Direction 1
Check each statement against the forum excerpt. For (a), (b) and (c), answer yes or no and quote the words from the text that decide it. (a) The poster plans to pay extra to have the item delivered on a Saturday. (b) The Freesat recorder provides 21 days of EPG data. (c) The poster intends to replace the Tivo right away with the Humax recorder.

Excerpt

Guys!  Thanks for all the suggestions, advice and comment! I think I'll pay a little xtra and get itdelivered on a Sat.

Don't want to open a can of worms, but on Twitter I mentioned about my Tivo failure and some people were suggesting considering a Freesat HDR by Humax. Seems a tad expensive but a nice piece of kit and sort of tempting! think I'll patch up the Tivo in the short term and keep my eye on the Freesat HD PVR market which is sure to expand in the next 6-12 months


----------



## Pete77 (Aug 1, 2006)

achookang said:


> on Twitter I mentioned about my Tivo failure and some people were suggesting considering a Freesat HDR by Humax. Seems a tad expensive but a nice piece of kit and sort of tempting!


It depends if you can put up with Season Passes that do not carry on from one series to the next and with only 7 days EPG data instead of 21 days and no Wishlists or Suggestions.

Dataset entries
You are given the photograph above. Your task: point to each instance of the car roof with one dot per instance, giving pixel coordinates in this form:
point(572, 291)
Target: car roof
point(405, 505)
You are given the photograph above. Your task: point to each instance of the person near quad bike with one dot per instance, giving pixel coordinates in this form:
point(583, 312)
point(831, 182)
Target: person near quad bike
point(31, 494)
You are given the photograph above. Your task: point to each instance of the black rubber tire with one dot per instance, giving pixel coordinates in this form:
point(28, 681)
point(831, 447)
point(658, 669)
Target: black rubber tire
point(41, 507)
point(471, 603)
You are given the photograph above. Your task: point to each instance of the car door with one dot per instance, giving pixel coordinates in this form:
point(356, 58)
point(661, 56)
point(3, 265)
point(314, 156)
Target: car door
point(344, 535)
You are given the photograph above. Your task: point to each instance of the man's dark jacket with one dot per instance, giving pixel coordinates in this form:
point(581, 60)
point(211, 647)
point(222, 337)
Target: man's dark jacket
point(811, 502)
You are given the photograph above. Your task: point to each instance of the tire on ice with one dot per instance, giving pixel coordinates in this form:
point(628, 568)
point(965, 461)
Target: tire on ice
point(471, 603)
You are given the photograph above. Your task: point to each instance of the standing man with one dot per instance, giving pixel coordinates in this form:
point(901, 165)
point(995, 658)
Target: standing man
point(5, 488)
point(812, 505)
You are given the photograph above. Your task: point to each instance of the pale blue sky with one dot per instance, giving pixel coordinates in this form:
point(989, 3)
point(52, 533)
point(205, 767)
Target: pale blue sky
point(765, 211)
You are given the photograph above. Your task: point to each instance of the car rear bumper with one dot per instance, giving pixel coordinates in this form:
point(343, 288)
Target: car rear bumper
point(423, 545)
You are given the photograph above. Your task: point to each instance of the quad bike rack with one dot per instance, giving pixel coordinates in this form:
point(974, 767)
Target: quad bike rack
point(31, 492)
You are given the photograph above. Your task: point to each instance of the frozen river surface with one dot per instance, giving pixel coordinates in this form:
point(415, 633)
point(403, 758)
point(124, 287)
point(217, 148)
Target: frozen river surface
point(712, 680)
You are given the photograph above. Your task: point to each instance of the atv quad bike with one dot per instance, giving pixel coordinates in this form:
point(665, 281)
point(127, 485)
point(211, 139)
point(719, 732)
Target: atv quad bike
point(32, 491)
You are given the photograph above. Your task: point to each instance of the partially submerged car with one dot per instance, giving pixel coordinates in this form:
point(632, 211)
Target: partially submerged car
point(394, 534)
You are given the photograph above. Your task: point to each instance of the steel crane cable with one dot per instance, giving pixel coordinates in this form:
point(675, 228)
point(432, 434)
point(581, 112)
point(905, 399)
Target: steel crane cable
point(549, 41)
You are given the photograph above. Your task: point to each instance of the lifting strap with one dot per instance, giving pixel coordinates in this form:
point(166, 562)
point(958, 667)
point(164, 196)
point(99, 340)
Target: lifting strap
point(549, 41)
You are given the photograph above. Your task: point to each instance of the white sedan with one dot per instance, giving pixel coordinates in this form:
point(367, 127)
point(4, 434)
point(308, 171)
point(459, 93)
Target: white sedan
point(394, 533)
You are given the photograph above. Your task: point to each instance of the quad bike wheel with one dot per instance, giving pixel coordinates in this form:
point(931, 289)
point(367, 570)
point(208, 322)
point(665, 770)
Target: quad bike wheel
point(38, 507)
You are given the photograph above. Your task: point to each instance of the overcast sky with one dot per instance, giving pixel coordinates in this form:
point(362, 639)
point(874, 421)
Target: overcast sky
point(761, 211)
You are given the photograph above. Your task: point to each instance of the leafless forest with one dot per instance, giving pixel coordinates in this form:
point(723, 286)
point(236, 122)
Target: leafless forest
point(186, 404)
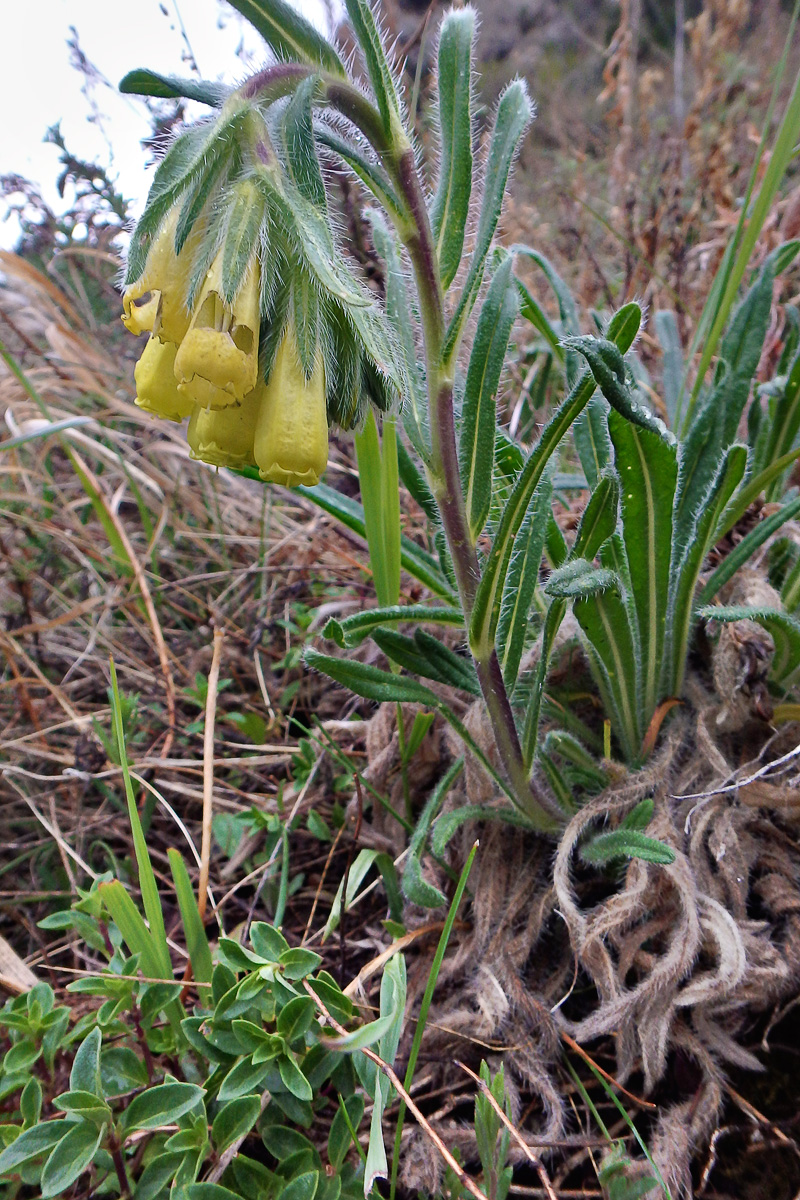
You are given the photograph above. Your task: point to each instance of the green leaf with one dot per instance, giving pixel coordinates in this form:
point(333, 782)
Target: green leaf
point(160, 1105)
point(606, 624)
point(599, 519)
point(298, 963)
point(579, 577)
point(32, 1144)
point(148, 885)
point(605, 847)
point(70, 1158)
point(513, 115)
point(197, 943)
point(289, 35)
point(521, 583)
point(782, 628)
point(668, 334)
point(294, 1079)
point(340, 1138)
point(744, 550)
point(234, 1120)
point(479, 412)
point(487, 601)
point(84, 1075)
point(426, 657)
point(353, 630)
point(416, 562)
point(699, 539)
point(378, 69)
point(149, 83)
point(648, 471)
point(450, 207)
point(301, 151)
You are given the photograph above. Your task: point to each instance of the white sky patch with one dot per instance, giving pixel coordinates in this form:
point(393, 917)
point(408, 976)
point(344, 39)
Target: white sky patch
point(40, 88)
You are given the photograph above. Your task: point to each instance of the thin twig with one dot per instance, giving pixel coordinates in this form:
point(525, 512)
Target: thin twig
point(512, 1129)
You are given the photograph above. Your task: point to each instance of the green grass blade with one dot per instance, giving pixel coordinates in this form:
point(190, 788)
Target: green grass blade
point(479, 412)
point(197, 943)
point(148, 885)
point(425, 1006)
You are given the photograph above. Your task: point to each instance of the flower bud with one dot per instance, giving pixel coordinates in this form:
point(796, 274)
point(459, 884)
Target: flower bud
point(224, 437)
point(292, 430)
point(156, 303)
point(155, 382)
point(217, 360)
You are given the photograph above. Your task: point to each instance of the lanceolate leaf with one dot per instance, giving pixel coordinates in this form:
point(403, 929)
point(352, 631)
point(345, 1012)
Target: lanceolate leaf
point(521, 583)
point(605, 622)
point(689, 557)
point(380, 75)
point(783, 629)
point(487, 603)
point(149, 83)
point(648, 471)
point(290, 35)
point(352, 630)
point(451, 201)
point(479, 413)
point(513, 115)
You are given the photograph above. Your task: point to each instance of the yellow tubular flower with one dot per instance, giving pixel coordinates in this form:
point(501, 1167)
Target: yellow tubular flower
point(292, 430)
point(217, 360)
point(155, 382)
point(156, 303)
point(224, 438)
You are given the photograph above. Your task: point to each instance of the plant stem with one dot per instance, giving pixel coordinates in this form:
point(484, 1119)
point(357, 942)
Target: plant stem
point(445, 478)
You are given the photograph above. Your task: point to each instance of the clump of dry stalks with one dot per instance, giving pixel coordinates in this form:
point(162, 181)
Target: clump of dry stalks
point(663, 961)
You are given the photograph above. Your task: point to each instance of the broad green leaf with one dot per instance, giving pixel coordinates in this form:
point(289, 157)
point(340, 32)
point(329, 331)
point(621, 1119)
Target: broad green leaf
point(782, 627)
point(648, 472)
point(521, 583)
point(611, 647)
point(479, 413)
point(353, 630)
point(744, 550)
point(489, 592)
point(450, 207)
point(70, 1158)
point(160, 1105)
point(365, 28)
point(84, 1075)
point(290, 35)
point(234, 1120)
point(149, 83)
point(513, 115)
point(32, 1144)
point(197, 943)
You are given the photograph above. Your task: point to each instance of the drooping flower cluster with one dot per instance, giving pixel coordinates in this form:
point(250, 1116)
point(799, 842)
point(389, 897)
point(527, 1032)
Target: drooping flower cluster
point(257, 336)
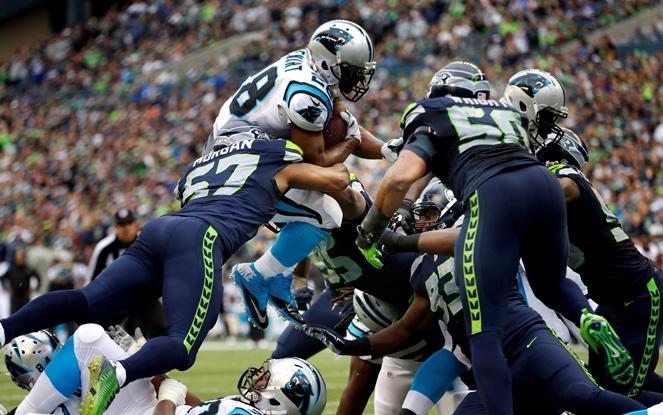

Direction 2
In the records, start at the line containing "of the partially" and end with the line containing "point(761, 211)". Rewrite that span with "white sedan" changed to "silver sedan" wherever it occurs, leaving everything else as it is.

Exercise result 1
(a) Yes: "I'll pay a little xtra"
(b) No: "only 7 days EPG data instead of 21 days"
(c) No: "think I'll patch up the Tivo in the short term"

Exercise result 2
You are given the photograph above. Your task: point to each instance of the partially submerged car with one dot per instance, giving pixel coordinates in this form:
point(632, 211)
Target: partially submerged car
point(394, 534)
You are given the photograph above. Your task: point to each instance of the steel crane cable with one dot per instance, giving pixel coordinates in this form:
point(675, 228)
point(432, 434)
point(581, 112)
point(905, 399)
Target: steel crane cable
point(549, 41)
You are given the photograph above. Your task: point to each instance of the lifting strap with one dot per instance, giving pixel coordinates in this form:
point(166, 562)
point(958, 667)
point(164, 196)
point(99, 340)
Target: lifting strap
point(549, 41)
You are given the photograph above. Your task: point to each instance of the silver sedan with one dot per instance, giving pixel coordinates in this form:
point(367, 127)
point(4, 434)
point(308, 171)
point(459, 93)
Target: silver sedan
point(394, 533)
You are given the photograph above. Your task: point to each instance of the quad bike wheel with one dot per instance, giving pixel coordinates in this form:
point(931, 289)
point(367, 570)
point(208, 322)
point(665, 770)
Target: quad bike wheel
point(38, 507)
You are given the photograph above. Your task: point to each instance of the overcast sky with one dot per instance, giving pixel coordinates in this form:
point(362, 639)
point(874, 421)
Target: overcast sky
point(761, 211)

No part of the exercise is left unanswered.